— WHAT YOU WILL DO —
Please copy out the following lines word for word, with every character and space unchanged.
:::
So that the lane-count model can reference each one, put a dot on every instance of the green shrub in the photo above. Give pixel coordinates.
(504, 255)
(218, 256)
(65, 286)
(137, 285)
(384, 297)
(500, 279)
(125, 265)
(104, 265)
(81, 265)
:::
— FULL OUTPUT —
So that the lane-count model can reference each one, put a dot on every instance of the green shrub in the photo above. Give pixel coordinates.
(504, 255)
(218, 256)
(65, 286)
(137, 285)
(384, 297)
(500, 279)
(125, 265)
(104, 265)
(81, 265)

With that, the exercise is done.